(WHAT IS EXPECTED)
Return the data given below exactly as it appears.

(EXCERPTED RECORDS)
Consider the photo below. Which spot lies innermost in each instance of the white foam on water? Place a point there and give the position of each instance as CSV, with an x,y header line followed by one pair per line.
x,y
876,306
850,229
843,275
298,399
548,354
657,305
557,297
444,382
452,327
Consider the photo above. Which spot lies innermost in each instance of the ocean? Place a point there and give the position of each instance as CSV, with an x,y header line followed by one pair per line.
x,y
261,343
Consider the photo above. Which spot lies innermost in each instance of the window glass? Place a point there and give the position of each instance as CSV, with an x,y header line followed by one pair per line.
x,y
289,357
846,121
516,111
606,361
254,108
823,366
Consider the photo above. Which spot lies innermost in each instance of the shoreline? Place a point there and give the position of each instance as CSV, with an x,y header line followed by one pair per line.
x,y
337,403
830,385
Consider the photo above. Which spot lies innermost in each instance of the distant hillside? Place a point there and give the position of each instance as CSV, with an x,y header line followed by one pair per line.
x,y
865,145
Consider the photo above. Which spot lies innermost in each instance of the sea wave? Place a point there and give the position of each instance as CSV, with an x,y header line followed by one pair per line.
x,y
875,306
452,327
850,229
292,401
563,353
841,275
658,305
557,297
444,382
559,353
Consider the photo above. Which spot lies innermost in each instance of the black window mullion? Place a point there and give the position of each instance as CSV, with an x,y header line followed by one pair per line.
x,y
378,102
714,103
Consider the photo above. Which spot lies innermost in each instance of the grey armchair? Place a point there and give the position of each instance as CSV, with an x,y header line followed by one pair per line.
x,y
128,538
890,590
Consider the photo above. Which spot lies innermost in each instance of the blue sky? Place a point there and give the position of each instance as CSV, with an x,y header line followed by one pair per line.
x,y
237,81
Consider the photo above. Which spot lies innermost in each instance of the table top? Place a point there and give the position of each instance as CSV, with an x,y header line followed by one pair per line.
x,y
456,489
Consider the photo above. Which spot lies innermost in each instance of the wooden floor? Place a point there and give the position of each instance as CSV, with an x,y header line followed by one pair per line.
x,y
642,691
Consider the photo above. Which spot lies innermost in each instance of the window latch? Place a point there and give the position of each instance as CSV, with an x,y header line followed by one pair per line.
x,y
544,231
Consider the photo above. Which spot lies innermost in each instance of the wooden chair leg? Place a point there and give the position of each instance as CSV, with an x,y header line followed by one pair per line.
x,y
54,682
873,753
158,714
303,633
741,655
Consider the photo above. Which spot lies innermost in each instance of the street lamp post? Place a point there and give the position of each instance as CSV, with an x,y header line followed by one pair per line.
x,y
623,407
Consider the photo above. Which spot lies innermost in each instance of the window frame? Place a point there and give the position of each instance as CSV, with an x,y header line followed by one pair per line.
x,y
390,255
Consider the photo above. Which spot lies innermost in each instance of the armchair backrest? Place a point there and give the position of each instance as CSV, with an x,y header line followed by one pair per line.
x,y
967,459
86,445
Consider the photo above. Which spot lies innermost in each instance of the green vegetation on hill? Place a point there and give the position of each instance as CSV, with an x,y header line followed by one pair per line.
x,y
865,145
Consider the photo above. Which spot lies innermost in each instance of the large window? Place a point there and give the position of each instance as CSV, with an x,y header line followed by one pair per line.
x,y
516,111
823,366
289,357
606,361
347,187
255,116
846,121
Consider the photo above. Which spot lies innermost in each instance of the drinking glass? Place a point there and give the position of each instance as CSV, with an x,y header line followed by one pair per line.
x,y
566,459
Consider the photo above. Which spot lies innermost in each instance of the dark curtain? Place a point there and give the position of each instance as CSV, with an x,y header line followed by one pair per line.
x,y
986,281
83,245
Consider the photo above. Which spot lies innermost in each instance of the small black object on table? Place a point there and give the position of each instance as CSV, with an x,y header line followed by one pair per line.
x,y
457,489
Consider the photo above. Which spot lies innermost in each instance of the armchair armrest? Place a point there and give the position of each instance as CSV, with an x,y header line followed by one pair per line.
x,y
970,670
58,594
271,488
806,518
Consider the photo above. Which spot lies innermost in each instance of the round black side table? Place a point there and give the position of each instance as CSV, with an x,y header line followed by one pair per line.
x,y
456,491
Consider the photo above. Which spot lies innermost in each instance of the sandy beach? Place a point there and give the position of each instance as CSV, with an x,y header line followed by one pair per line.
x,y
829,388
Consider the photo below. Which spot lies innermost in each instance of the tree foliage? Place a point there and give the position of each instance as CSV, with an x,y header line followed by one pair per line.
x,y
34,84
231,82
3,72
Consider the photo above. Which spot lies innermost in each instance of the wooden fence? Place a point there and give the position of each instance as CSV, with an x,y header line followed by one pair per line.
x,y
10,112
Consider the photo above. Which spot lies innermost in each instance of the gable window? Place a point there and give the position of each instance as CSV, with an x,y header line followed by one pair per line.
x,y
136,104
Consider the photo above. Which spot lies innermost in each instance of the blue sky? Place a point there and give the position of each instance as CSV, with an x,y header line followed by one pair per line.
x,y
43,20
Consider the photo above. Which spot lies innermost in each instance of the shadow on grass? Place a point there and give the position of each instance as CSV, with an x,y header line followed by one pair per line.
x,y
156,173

(WRITTEN RESPONSE)
Consider the photo below. Which spot lies innermost in each instance of the white foam on water? Place a point there and give the position of each instance as CSV, with an x,y header line followed by one pair per line.
x,y
876,306
850,229
843,275
298,399
548,354
657,305
557,297
444,382
452,327
Consider the photo above. Which spot lies innermost in each instance of the ocean? Place a point there and give the position of each instance as CSV, with an x,y header line followed by one pair per line.
x,y
261,343
Consider the photo above. Which spot lies innermost in each instance of the window glass? Place a point there and give the position of each instance as CSV, with an x,y header line followed by one pair per line.
x,y
289,357
846,121
516,111
606,361
254,108
823,366
Consider the photo above. Which spot lies innermost in each instance of the shoreline? Place a point there and give the position of each instance as CSV, with an x,y header line followed by one pair per line.
x,y
337,403
830,385
Consider the photo above. Which spot lies innermost in each instance of the distant hillside? Place a point there and give the position of each instance as CSV, with an x,y header line followed by one pair per line.
x,y
865,145
Consider the photo above. Which spot lies innermost in each instance of the sea wave? Place a point there and give the position of each instance as CSV, with an x,y header line followed by one pair per line.
x,y
875,306
452,327
850,229
292,401
563,353
841,275
658,305
557,297
444,382
559,353
Consider the photo above. Which spot lies innermost in each instance of the black window mullion? Place a point there and give the position of each instance as CSV, with an x,y header line followed by one pair per line.
x,y
378,102
714,103
Consider the photo above. Which spot lies innermost in each instance of the grey armchair? Place a point there and give the position of each instance as CSV, with an x,y header line followed by one pair per line.
x,y
128,538
890,590
Consider the photo above. Which spot lies innermost in each instance of the blue sky? Place a point there and give the position of each instance as CSV, with an x,y header line followed by one pair per line.
x,y
237,81
Consider the photo above. Which spot lies innermost in each instance of the table top? Place a point there and give the position of each instance as CSV, with an x,y header line followed by one pair per line.
x,y
456,489
Consider the photo above. Which spot lies innermost in each instance of the wooden floor? Place a point there and give the position of each instance as CSV, with an x,y header line followed by one pair per line.
x,y
642,691
Consider the photo above. Which spot lies innermost in each instance of the window latch? Place a point there and give the position of each instance as CSV, with an x,y header line followed by one pair per line.
x,y
544,231
Consider the photo above. Which spot lies innermost in each instance of the wooden chair leg? Place a point there and give the position of each instance as CSV, with an x,y header line followed by one pair per line.
x,y
54,682
873,753
158,714
303,633
741,655
Consider the photo above. Which spot lies innermost in each instance of the street lamp post? Place a point there and give the position of each instance as CSV, with an x,y header line followed by one pair per line.
x,y
623,407
Consider the photo above. Which spot lies innermost in each instance of the window frame? Place a point there and give the position of each instance as CSV, with an x,y header line followed by one pair per line.
x,y
390,255
Consider the photo above. Which spot lies innermost in each instance of the armchair backrest? Place a point there and give the position of each instance as CSV, with an x,y header line followed by one pair per line.
x,y
967,459
86,445
Consider the photo above. Which spot lies innermost in each instance of the green vegetation on hill? Place a point there and give the position of each instance as CSV, with an x,y header line followed by one pair per line.
x,y
865,145
Consider the photo above. Which spot lies innermost in each instance of the large window? Place a point there and give the position of each instance as CSV, with an x,y header line followed by one pair per line.
x,y
516,111
823,366
289,357
606,361
347,187
255,116
846,121
Consider the photo above. Which spot lies innermost in each instance of the drinking glass? Place a point there and give the position of each instance as CSV, with an x,y header line followed by one pair per line.
x,y
566,459
Consider the photo above. Which spot lies innermost in each instance of the dark curtain? Place a point there and give the position of each instance as CSV, with an x,y header line followed by one pair per line.
x,y
986,281
83,245
Consider the photo above. Which spot lies innermost in each instance of the small black object on table? Place a point there and give the position of each instance as CSV, with an x,y header line followed by one pair per line.
x,y
457,489
Consider the photo above. Which spot lies innermost in each instance of the armchair armrest? Place a point there and give the position of each instance as CSV, with an x,y header line followed by one pair per line.
x,y
970,670
58,594
271,488
806,518
Consider the photo above. Which spot lies innermost in each instance of the round black side table? Place a point there and give the position of each instance as CSV, with an x,y header line followed by one pair per line.
x,y
456,491
Consider the photo above. Which spot lies innermost in each instance of the sandy beach? Place a point there and give the position of each instance as CSV, with an x,y header line followed by one pair per line.
x,y
829,388
Consider the photo below. Which spot lies innermost in each instance of the tree foliage? Place a point there and give the position of each instance as CSV, with an x,y header line followed by one pair per line.
x,y
34,84
231,82
3,72
Consider the photo above. Which spot lies innermost in each instance of the wooden fence? Place a point there and give the position of each instance as CSV, with an x,y header line followed by one pair per line.
x,y
10,112
Consider the photo above. Which spot lies innermost in each instance of the gable window? Place a point there and give the position of each instance as CSV, with an x,y header line followed by one pair per line.
x,y
136,104
Consider the photo above. Which spot lies innermost in each instance of the blue sky? Place a point there and give the position of each instance as CSV, with an x,y header line followed by one pair per line.
x,y
43,20
Consider the photo above. Which spot lies innermost in each instance of the shadow on grass? Place a point there and give the position of each instance as CSV, with an x,y header line followed by one pair per line.
x,y
156,173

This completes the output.